- Quoted passage:
S. polycystum exhibited the best antimicrobial activity and the best natural immunostimulant compared to other
Sargassum species (
S. oligocystum,
S. crassifolium,
S. cristaefoliumas) against tested aquaculture microbial diseases [
19].
Environmental stress negatively affects the shrimp immune system. Stressors increase shrimp vulnerability to diseases, probably due to long-lasting raised cortisol content, leading to immunosuppression [
21]. Le Moullac and Haffner [
58] observed that
P. stylirostris showed decreased THC after exposure to ammonia content at 3 mg/L. The effects of low water temperature on the immune system of
L. vannamei have not been studied yet. However, increasing water temperature from 27 to 33 °C significantly increased the total hemocyte count in
L. vannamei hemolymph infected orally with WSSV, resulting in 100% survival [
59]. However, the higher temperature might increase
Vibrio bacteria populations in shrimp farms [
60].

- Information shown:
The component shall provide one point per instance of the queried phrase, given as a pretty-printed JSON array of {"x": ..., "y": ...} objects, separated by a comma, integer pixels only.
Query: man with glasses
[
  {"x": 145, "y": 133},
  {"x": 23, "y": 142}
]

- Problem: Continue the passage on shrimp immune response and environmental stress, picking up after its final sentence.

- Answer box:
Shrimp diseases caused by viruses, particularly WSSV, and cold-water tolerance are the highest shrimp aquaculture challenges. A good understanding of shrimp immune response may help control these challenges [
61]. The modulation of the immune response in shrimp farming through various marine seaweeds and/or prebiotics has become the main direction of scientific studies [
40,
62,
63]. Studies on the relationship between nucleotides/seaweeds-enriched diets and gene expression in shrimps are minimal, whereas the effects of feed additives on gene expression under low water temperature have not been studied yet. Therefore, one of the main objectives of this study was to address this challenge. The present study findings showed that nucleotides/seaweeds-supplemented diets upregulated the relative expression of cMnSOD, Penaeidin4, and HSP70 genes, while TCTP was downregulated. The results agreed with the previous study for
Litopenaeus vannamei fed
Aloe vera [
63], who reported similar findings in the immune-related genes (SOD, HSP70, penaeidin4, and TCTP). The addition of nucleotides in shrimp feeds displayed the maximum values of alkaline phosphatase and lysozyme relative genes expression when
L. vannamei were fed 30 g/kg nucleotides-rich yeast supplementation compared with all treatments [
40].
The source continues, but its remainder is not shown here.